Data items

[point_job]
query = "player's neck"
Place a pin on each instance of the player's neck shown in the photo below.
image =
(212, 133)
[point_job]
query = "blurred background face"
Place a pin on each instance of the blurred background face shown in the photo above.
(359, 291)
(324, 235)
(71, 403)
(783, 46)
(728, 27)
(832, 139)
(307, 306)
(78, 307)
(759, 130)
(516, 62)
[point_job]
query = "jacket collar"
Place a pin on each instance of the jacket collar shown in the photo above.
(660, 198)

■ Task details:
The answer should be one number, the count of lines in the data that include the string "neck".

■ Expected answer:
2